**Task prompt**
Omit pictures and quote the listing below line by line, from its start through the line that holds "positive clicks: (214, 604) (326, 519)".

**Data extracts**
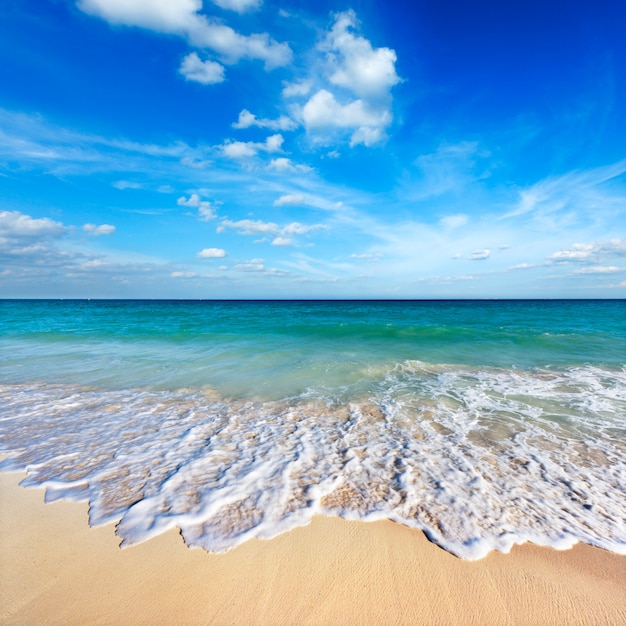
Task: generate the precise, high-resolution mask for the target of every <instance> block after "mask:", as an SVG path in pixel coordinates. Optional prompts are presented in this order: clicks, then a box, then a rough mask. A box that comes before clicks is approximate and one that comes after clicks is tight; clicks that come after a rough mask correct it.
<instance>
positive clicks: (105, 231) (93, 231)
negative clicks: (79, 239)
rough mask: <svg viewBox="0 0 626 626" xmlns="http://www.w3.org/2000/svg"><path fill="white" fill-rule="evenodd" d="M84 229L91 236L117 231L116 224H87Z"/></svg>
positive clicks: (105, 234)
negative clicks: (113, 224) (115, 225)
mask: <svg viewBox="0 0 626 626" xmlns="http://www.w3.org/2000/svg"><path fill="white" fill-rule="evenodd" d="M83 230H84V231H85V232H86V233H87V234H88V235H89V236H91V237H101V236H102V235H106V236H109V235H112V234H113V233H114V232H115V226H111V224H100V226H96V225H95V224H85V225H84V226H83Z"/></svg>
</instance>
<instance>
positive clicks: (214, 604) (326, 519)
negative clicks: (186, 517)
mask: <svg viewBox="0 0 626 626" xmlns="http://www.w3.org/2000/svg"><path fill="white" fill-rule="evenodd" d="M23 477H24V474H22V473H18V472H12V473H3V474H1V475H0V485H1V487H0V495H1V501H2V506H1V507H0V523H1V531H0V555H1V560H2V568H1V571H2V575H1V576H2V578H1V589H0V594H1V595H0V606H1V607H2V609H1V613H0V620H1V621H2V623H3V624H34V623H39V624H86V623H90V624H619V623H624V622H625V621H626V558H625V557H624V556H620V555H616V554H613V553H611V552H608V551H604V550H601V549H598V548H593V547H590V546H587V545H583V544H577V545H576V546H574V547H573V548H572V549H570V550H564V551H557V550H552V549H549V548H539V547H536V546H533V545H530V544H525V545H522V546H514V547H513V548H512V550H511V553H510V554H501V553H497V552H494V553H491V554H489V555H488V556H487V557H486V558H484V559H481V560H478V561H473V562H469V561H464V560H461V559H459V558H456V557H454V556H452V555H451V554H449V553H447V552H446V551H444V550H442V549H441V548H439V547H438V546H436V545H435V544H433V543H430V542H429V541H428V540H427V539H426V538H425V536H424V535H423V534H422V533H421V532H419V531H416V530H413V529H409V528H406V527H404V526H401V525H399V524H394V523H392V522H390V521H378V522H369V523H368V522H350V521H345V520H342V519H339V518H331V517H322V516H318V517H315V518H314V519H313V520H312V522H311V523H310V524H309V525H308V526H305V527H302V528H297V529H294V530H292V531H290V532H287V533H284V534H282V535H280V536H278V537H276V538H275V539H272V540H269V541H268V540H258V539H252V540H250V541H248V542H246V543H244V544H242V545H240V546H239V547H237V548H235V549H233V550H231V551H229V552H227V553H226V554H208V553H206V552H205V551H203V550H199V549H189V548H187V547H186V546H185V545H184V544H183V541H182V539H181V537H180V535H179V534H178V532H176V530H175V529H172V530H170V531H168V532H166V533H164V534H162V535H160V536H158V537H156V538H154V539H151V540H149V541H146V542H143V543H140V544H138V545H136V546H132V547H130V548H127V549H120V548H119V547H118V543H119V538H118V537H116V536H115V534H114V525H113V524H108V525H105V526H101V527H97V528H90V527H89V526H88V522H87V505H86V503H72V502H63V501H60V502H54V503H51V504H44V501H43V490H42V489H25V488H22V487H19V486H18V483H19V482H20V480H21V479H22V478H23Z"/></svg>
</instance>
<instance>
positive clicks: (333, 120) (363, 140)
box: [299, 89, 392, 146]
mask: <svg viewBox="0 0 626 626" xmlns="http://www.w3.org/2000/svg"><path fill="white" fill-rule="evenodd" d="M299 115H300V117H301V118H302V122H303V124H304V126H305V128H306V129H307V132H309V133H310V132H312V131H313V132H316V131H324V130H332V129H348V130H350V129H354V132H353V133H352V136H351V139H350V143H351V145H356V144H359V143H362V144H365V145H366V146H371V145H373V144H374V143H377V142H378V141H380V140H381V139H383V138H384V136H385V135H384V128H385V127H386V126H388V125H389V124H390V123H391V119H392V118H391V113H390V112H389V110H388V109H386V108H374V107H371V106H370V105H369V104H368V103H367V102H365V101H363V100H353V101H351V102H348V103H347V104H341V103H339V102H338V101H337V100H336V99H335V96H334V95H333V94H332V93H330V92H329V91H327V90H326V89H320V90H319V91H318V92H317V93H315V94H314V95H313V96H311V98H310V99H309V101H308V102H307V103H306V104H305V105H304V106H303V107H302V109H300V111H299Z"/></svg>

**Task result**
Task: generate the precise, high-resolution mask for the target of every <instance> block after "mask:", as an SVG path in pixel coordinates. Optional prompts are presented in this order: clicks, then a box, then a rough mask. A box that comes before clicks is approximate and one that comes after clicks is tight; clicks that come after a rough mask correct it.
<instance>
positive clicks: (105, 231) (93, 231)
negative clicks: (79, 239)
rough mask: <svg viewBox="0 0 626 626" xmlns="http://www.w3.org/2000/svg"><path fill="white" fill-rule="evenodd" d="M84 229L91 236L117 231L116 224H87Z"/></svg>
positive clicks: (105, 234)
negative clicks: (113, 224) (115, 225)
mask: <svg viewBox="0 0 626 626" xmlns="http://www.w3.org/2000/svg"><path fill="white" fill-rule="evenodd" d="M83 230H84V231H85V232H86V233H87V234H88V235H89V236H91V237H101V236H102V235H106V236H109V235H112V234H113V233H114V232H115V226H111V224H100V226H96V225H95V224H85V225H84V226H83Z"/></svg>
</instance>
<instance>
positive clicks: (214, 604) (326, 519)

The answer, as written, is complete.